Quote the entries below word for word, and leave out the pictures.

---------------

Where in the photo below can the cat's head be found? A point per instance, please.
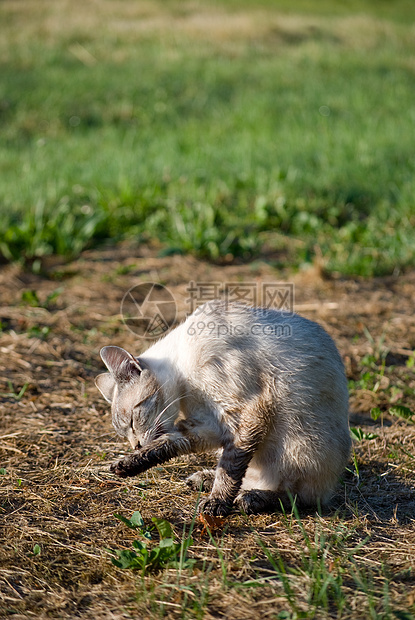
(135, 395)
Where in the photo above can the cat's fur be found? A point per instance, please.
(266, 388)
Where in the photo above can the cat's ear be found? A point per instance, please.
(121, 364)
(106, 385)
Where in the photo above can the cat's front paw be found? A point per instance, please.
(214, 506)
(120, 468)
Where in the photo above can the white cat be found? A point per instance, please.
(266, 388)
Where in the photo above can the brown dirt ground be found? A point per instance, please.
(56, 442)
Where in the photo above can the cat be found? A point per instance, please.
(266, 388)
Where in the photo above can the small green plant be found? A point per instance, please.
(166, 552)
(12, 393)
(405, 413)
(359, 434)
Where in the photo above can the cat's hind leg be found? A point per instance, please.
(201, 480)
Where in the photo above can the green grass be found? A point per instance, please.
(292, 133)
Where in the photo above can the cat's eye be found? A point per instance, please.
(141, 402)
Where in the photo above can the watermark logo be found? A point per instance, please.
(148, 310)
(267, 295)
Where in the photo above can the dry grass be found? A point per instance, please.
(57, 442)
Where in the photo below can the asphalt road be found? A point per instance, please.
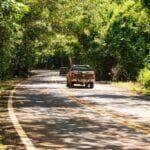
(56, 117)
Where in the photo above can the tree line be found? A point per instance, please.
(113, 36)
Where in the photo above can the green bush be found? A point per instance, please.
(144, 77)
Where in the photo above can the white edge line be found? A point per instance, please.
(23, 136)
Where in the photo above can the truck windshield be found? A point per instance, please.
(82, 68)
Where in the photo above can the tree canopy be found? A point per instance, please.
(106, 34)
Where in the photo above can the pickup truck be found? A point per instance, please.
(81, 74)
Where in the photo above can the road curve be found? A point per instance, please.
(55, 117)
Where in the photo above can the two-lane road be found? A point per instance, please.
(55, 117)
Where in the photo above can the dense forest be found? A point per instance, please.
(113, 36)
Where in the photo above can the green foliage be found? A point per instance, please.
(108, 35)
(144, 77)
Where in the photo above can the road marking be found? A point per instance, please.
(123, 120)
(23, 136)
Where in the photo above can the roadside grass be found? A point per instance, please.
(5, 87)
(1, 145)
(133, 87)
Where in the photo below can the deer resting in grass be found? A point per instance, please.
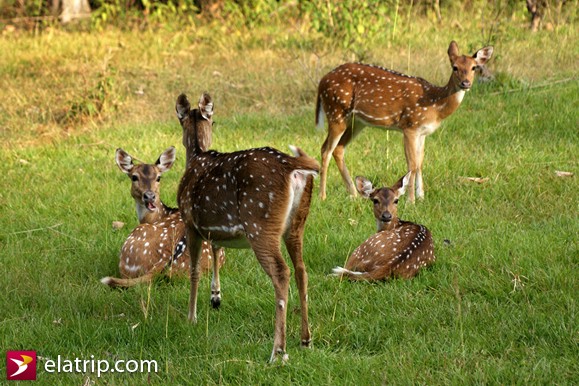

---------------

Result of this task:
Where in the photo below can the cat's head be found? A point per instance, please.
(135, 395)
Where in the photo above can the cat's fur be found? A point per instance, please.
(266, 388)
Where in the photo above can the cat's ear be found? A point per instance, please.
(121, 364)
(106, 385)
Where in the photo above can the cat's front paw be found? A point per instance, please.
(214, 506)
(120, 468)
Where in the photo above can the white cat be found? A point per instance, please.
(266, 388)
Where in the photo above can the brown dirt ground be found? A point per instance, please.
(56, 442)
Where in the photo above can the cat be found? A point per instance, please.
(266, 388)
Where in the photo above can the small green plant be found? A point per instance, please.
(166, 552)
(12, 393)
(405, 413)
(359, 434)
Where in the photo above can the cat's hind leg be found? A point per instance, please.
(201, 480)
Where in the photo above can the green grass be found? A point per instance, please.
(292, 133)
Where in the photo above can the cat's eye be found? A point per instance, please.
(141, 402)
Where in the photo above can the watermark logo be found? A point per instance, please.
(148, 310)
(267, 295)
Where in the photo above can the dry grass be found? A point per instance, please.
(57, 442)
Where in the photo below can the asphalt road be found? A point per instance, please.
(56, 117)
Where in the photo above can the tree line be found? A point per instance, please.
(113, 36)
Where in the photo above can the green bush be found? A point per instance, please.
(144, 77)
Where in the photo above can the white edge line be found? A point per instance, please.
(23, 136)
Where in the photo above can the truck windshield be found? A point per instance, please.
(82, 68)
Where in the photo above can the tree canopy be found? A point per instance, please.
(106, 34)
Where in the photo above can the pickup truck be found? A point per instance, please.
(81, 74)
Where in the photo above can the road curve be found? A point per instance, please.
(55, 117)
Where in the photo above can the two-lane road be found? A point per instance, please.
(55, 117)
Where in the photo above can the dense forest be found? A point per instance, please.
(113, 36)
Where in the photo above can the green foliage be found? A point per instance, please.
(108, 35)
(144, 77)
Where in the photo above can the road marking be found? A point per instance, please.
(123, 120)
(23, 136)
Where in the photo above can the roadside grass be found? A point per instance, please.
(5, 87)
(1, 145)
(133, 87)
Where in the photo below can the deer resting in grass be found? A point per instance, please.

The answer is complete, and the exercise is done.